Pela essência do movimento

“A teoria do jardim”, de Dora Ribeiro, é uma meditação acerca do fazer poético irmanado à vida cotidiana
01/10/2009

Desde seu poema de abertura, o sexto livro de Dora Ribeiro, A teoria do jardim, é todo movimento: “girassol/ abre os braços a cada manhã/ pensando no caminho/ e no avesso dele// (…) porque não há sentido fora/ do movimento e não existe/ vida fora das breves inclinações”. É nessa floripoética — para não a chamarmos simplesmente de floricultura — ou mesmo nessa paisartística — para não a chamarmos de paisagística — que a escritora lança, mais que os olhos, seu corpo inteiro na aprendizagem de ser, que é também a do devir de seus poemas: “o traçado do teu jardim/ ignora parágrafos/ para avançar nas/ delicadezas do imprevisto/ e da inexatidão”.

Afinal, o esforço para uma suposta teorização do jardim — de “abraçar árvores” (“ali onde um tronco tem/ largueza para grandes abraços de ar”) e “ser acolhida/ nessa generosidade verde” — se traduz numa sedutora meditação acerca do fazer poético irmanado a uma vida (não) cotidiana: este “desejo/ que se repete”. Ao falar sobre poesia através da poesia, o que a priori se anunciaria teórico ou teorizador se torna a prática do próprio ofício sem a qual a reflexão em torno dele esvaneceria. Nesse sentido, o título da obra se ouve irônico, na medida em que afirma a obsessão científica pelo esclarecimento e pela classificação para poeticamente negá-la, além de celebrar certa impossibilidade de uma fala para a criação que não seja, ela mesma, criadora e, logo, inclassificável. De fato, o que se insinua, por esse caminho em que a poesia se reconhece no girassol, é a assunção do próprio corpo da poetisa como flora (“sofro de necessidades vegetais”) e fauna (“uma/ deliciosa coincidência de bichos/ ocorre quando o meu/ corpo esbarra nos cantos/ da tua casa”; “a infância é o nosso mais fiel e longo animal”), isto é, como terra-fonte, natureza que copula, gesta e dá à luz mediante o evidente erotismo que torna os corpos da paisagem e as paisagens do corpo um no outro, ou um com o outro, com a sensualidade pertinente a todas essas aproximações e fusões (“quero falar uma língua nova/ principiada na carta do teu/ corpo”).

No entanto, mais do que a corporeidade como nascedouro e presença mítica desses encontros enredados por sensações táteis, gustativas, aromáticas, visíveis e auditivas — tomados por uma assim chamada “força da árvore budista” (“puro olho do universo/ na cama da terra// puro caminho de silêncio nas mãos que conhecem o amor/ divinamente humano”) —, o que se flagra é, no vão da rede, o movimento deste vir a ser (humana e flora, humana em fauna, fauna-flora-humana) em que o poético se quer menos na apresentação de um lugar híbrido do que no ínterim entre um lugar e outro, no sem-lugar abertura para todo espaço e temporalidade (“el cuerpo es el lugar de la/ desaparición del cuerpo”).

§

TAREFA PROPOSTA 1 ->
Extraia dos registros cada linha em que aparece a palavra "wall", levando em conta maiúsculas e minúsculas.

[Entradas do conjunto de dados]
§

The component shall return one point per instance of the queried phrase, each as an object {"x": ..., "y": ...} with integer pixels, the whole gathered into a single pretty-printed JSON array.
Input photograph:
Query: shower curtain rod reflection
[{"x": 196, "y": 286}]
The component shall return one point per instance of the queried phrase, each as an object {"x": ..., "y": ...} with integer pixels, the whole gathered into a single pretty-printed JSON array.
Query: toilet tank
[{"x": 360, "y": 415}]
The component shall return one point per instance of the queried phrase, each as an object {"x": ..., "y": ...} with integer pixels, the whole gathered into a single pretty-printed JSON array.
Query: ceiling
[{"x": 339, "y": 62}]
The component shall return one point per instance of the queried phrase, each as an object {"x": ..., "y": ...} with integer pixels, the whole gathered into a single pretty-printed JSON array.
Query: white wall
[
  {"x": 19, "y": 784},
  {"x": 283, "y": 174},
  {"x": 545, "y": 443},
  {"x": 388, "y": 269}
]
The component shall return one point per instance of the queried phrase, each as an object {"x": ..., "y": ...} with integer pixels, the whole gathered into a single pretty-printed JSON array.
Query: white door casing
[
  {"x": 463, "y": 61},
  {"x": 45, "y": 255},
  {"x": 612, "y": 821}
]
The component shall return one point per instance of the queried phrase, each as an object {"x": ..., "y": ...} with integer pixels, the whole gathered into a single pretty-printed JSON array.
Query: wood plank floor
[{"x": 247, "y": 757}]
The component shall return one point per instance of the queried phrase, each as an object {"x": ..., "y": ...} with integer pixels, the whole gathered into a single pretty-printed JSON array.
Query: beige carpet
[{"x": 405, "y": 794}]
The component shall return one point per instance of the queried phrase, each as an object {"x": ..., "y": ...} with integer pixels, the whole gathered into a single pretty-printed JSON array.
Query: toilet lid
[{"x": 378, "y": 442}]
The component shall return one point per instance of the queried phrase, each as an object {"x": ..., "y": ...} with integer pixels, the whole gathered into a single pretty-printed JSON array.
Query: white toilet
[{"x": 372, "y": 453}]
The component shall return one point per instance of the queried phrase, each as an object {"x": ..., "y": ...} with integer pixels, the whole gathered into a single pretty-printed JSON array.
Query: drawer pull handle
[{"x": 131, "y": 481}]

§

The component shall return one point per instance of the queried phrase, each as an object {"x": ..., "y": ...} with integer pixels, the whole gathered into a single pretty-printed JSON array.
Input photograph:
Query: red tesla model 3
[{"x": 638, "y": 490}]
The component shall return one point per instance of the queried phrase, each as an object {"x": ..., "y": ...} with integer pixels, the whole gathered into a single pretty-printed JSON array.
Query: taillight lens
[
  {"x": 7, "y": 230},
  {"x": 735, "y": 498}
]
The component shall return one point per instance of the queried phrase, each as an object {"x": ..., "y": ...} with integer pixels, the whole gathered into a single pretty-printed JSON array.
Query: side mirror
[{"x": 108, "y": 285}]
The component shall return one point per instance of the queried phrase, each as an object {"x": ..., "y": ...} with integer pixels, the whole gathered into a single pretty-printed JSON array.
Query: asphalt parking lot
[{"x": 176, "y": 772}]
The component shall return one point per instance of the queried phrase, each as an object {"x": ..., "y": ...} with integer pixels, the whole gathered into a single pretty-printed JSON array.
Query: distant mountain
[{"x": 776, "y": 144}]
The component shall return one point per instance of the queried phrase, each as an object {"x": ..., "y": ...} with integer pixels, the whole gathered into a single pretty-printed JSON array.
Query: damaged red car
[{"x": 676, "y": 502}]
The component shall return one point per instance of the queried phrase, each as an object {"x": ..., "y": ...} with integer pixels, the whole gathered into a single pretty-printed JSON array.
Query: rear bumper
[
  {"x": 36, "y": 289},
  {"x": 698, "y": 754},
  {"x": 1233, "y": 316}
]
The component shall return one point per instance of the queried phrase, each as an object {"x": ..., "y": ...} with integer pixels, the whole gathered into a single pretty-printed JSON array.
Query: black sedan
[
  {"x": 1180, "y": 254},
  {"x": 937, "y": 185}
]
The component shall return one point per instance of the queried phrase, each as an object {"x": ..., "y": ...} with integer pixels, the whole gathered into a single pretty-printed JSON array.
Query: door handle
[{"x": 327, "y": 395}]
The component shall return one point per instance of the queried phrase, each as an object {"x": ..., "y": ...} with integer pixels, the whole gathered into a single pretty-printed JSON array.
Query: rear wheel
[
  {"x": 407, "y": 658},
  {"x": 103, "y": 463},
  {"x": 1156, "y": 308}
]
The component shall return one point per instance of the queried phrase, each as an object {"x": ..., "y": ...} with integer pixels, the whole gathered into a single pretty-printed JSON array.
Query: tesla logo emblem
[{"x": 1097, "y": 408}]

§

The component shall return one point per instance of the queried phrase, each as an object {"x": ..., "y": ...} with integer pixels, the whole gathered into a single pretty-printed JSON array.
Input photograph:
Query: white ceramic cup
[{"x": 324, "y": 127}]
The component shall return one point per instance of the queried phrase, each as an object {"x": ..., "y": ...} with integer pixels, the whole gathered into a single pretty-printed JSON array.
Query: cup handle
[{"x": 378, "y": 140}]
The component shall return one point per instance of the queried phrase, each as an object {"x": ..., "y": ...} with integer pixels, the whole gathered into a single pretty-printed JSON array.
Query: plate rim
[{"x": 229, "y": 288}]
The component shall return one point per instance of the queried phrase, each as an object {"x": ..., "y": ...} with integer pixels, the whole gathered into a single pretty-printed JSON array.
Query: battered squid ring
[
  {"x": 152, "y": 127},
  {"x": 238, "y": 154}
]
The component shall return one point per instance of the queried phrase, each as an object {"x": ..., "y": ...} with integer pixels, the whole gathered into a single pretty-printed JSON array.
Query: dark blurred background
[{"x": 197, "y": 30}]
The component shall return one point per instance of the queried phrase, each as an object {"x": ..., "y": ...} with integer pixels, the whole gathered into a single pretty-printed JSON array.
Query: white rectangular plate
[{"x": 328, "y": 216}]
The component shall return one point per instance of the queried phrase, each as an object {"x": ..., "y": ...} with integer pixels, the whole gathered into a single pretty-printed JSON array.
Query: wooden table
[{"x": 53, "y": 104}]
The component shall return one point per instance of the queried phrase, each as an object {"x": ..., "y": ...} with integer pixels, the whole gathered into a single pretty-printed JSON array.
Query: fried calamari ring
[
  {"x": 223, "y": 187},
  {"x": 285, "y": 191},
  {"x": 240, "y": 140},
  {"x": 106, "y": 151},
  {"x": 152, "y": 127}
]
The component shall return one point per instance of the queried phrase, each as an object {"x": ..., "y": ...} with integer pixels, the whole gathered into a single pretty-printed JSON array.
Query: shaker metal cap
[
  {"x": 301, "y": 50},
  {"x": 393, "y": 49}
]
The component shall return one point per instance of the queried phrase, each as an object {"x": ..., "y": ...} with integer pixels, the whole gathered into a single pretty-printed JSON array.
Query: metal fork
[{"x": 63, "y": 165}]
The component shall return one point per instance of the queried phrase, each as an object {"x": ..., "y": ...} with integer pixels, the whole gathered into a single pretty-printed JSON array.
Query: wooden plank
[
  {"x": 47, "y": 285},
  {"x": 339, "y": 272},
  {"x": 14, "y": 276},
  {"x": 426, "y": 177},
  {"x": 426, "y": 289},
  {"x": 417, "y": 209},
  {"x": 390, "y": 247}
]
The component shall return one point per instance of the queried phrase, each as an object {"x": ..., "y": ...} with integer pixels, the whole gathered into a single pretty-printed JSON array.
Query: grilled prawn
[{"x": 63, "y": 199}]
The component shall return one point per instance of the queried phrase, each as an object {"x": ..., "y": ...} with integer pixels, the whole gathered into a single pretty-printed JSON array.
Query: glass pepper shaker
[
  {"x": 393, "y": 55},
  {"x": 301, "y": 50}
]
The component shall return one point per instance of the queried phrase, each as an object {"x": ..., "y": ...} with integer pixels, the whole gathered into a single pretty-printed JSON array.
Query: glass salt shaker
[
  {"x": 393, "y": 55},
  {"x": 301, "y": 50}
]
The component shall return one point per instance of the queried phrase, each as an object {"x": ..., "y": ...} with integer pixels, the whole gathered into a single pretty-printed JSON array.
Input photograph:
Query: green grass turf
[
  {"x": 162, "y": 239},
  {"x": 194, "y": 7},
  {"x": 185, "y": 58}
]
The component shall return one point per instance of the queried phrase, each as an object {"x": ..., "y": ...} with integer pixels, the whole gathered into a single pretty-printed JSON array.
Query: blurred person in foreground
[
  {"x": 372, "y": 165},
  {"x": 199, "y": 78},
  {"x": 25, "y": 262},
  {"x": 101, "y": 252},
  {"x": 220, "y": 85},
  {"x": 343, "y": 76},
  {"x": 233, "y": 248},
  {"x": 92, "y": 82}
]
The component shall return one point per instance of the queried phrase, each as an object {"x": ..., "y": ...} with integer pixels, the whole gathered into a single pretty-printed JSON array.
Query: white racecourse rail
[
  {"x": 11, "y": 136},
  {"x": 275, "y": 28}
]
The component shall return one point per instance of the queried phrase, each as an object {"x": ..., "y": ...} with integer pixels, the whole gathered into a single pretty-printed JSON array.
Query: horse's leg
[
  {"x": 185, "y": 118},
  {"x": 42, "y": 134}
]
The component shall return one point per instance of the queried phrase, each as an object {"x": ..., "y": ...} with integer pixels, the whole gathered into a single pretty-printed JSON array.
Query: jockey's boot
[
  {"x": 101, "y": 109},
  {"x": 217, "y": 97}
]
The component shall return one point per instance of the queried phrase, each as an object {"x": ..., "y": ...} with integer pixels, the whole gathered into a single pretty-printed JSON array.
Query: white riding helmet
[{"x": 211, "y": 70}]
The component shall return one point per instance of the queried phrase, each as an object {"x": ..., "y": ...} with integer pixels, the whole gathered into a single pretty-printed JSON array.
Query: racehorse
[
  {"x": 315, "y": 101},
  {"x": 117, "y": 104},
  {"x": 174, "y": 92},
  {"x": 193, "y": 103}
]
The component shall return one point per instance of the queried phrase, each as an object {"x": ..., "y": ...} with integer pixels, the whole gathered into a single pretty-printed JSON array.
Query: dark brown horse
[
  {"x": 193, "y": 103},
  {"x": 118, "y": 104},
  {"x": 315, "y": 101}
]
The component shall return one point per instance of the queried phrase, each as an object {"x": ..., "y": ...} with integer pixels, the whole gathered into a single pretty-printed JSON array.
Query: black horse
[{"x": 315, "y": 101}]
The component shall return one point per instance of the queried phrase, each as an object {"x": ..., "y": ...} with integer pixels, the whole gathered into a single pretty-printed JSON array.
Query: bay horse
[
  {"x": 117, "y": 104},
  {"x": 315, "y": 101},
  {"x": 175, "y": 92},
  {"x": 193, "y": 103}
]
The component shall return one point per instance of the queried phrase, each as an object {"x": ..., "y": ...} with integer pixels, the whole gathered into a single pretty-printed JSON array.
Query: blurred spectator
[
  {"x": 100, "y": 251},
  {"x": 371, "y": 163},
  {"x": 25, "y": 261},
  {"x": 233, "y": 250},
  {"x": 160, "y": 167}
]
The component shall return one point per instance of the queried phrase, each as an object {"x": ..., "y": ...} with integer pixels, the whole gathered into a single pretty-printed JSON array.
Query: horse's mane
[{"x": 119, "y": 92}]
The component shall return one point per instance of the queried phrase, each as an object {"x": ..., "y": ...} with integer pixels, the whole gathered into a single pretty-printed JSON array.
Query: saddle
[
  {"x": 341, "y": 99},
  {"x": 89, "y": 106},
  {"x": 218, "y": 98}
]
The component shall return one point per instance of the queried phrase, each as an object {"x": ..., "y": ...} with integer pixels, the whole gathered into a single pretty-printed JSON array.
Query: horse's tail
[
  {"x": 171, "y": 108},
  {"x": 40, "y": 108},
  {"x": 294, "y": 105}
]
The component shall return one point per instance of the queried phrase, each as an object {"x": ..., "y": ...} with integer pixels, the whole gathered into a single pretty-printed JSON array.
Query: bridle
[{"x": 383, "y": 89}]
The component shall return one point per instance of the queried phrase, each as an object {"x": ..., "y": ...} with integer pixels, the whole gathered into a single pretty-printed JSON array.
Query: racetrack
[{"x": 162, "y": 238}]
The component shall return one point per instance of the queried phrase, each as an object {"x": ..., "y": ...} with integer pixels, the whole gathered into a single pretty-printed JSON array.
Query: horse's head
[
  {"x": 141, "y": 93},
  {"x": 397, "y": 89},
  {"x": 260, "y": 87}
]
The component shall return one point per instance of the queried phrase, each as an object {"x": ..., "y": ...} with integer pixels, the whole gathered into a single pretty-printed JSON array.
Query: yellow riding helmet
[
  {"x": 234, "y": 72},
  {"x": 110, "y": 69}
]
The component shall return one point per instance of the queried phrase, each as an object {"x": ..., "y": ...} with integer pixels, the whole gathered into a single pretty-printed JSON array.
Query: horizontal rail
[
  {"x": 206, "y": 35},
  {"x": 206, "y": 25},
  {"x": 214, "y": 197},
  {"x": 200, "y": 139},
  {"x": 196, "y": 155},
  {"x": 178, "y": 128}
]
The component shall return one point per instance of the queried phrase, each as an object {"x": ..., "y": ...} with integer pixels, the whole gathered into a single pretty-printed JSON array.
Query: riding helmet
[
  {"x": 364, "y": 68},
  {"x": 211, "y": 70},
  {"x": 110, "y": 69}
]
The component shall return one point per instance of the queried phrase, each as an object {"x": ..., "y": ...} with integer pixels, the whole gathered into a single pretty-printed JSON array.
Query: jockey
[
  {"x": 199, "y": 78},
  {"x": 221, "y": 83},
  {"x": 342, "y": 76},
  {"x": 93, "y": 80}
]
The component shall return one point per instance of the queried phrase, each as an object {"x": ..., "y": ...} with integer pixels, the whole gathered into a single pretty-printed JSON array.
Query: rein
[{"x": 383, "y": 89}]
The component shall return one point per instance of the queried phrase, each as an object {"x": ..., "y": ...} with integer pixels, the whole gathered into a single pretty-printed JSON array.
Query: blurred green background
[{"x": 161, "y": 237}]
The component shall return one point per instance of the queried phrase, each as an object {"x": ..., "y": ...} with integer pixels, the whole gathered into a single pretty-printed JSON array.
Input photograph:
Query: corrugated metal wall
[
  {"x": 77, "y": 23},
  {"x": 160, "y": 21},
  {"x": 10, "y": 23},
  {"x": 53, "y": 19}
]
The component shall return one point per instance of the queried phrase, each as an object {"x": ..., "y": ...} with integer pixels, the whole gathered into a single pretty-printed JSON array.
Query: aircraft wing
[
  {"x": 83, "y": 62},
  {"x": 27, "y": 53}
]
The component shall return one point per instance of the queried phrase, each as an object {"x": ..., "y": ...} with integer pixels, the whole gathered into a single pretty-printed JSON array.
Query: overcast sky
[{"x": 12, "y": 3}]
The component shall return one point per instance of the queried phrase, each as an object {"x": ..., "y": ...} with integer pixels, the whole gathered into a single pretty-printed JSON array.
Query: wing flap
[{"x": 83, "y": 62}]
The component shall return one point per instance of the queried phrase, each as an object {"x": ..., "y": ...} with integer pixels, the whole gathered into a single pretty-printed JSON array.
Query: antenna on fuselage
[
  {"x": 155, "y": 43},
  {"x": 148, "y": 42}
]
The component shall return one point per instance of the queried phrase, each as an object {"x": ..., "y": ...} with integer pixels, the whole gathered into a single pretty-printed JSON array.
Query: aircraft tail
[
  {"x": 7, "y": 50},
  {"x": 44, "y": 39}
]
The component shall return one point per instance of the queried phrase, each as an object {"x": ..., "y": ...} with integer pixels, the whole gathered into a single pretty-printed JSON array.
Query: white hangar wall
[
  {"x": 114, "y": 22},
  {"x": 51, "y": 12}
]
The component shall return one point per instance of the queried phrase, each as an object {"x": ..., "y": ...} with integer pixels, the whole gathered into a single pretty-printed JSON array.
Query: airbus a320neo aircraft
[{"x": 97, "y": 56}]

§

TAREFA PROPOSTA 2 ->
Segundo a resenha sobre A teoria do jardim, que lugar esse livro ocupa na obra de Dora Ribeiro?

SOLUÇÃO COMPLETA 1 ->
Query: white wall
Query: corrugated metal wall
Query: white hangar wall

SOLUÇÃO COMPLETA 2 ->
É o sexto livro de Dora Ribeiro.